**** Input data ****
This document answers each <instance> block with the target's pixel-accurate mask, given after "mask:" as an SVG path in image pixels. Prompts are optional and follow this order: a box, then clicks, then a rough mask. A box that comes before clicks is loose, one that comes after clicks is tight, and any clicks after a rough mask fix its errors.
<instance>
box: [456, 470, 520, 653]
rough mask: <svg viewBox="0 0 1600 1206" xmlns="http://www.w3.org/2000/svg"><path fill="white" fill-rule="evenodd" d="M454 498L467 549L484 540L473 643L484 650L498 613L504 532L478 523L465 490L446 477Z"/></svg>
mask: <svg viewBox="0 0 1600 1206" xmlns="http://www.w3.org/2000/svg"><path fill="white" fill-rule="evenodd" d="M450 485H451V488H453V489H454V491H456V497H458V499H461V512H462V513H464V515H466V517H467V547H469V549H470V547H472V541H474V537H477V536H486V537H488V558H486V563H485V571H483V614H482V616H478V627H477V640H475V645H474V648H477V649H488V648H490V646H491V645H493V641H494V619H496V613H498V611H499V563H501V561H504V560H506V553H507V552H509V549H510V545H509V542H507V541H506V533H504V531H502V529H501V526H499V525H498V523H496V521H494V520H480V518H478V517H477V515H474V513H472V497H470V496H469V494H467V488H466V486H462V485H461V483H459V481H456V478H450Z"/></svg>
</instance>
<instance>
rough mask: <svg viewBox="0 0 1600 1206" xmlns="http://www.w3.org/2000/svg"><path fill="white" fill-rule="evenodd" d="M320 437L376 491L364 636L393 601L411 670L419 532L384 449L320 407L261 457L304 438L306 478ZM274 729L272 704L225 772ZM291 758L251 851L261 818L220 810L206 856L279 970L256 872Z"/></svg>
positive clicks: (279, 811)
****
*Brief:* From the line containing "437L376 491L364 636L393" down to the final line of the data, write out every line exactly; both the first and last of these belong in your answer, and nothing else does.

*Written solution:*
rough mask: <svg viewBox="0 0 1600 1206" xmlns="http://www.w3.org/2000/svg"><path fill="white" fill-rule="evenodd" d="M320 437L376 491L364 636L393 601L411 670L419 532L384 449L320 407L261 457L304 438L306 478ZM274 729L272 704L225 772ZM291 758L251 851L261 818L220 810L206 856L279 970L256 872Z"/></svg>
positive clicks: (279, 811)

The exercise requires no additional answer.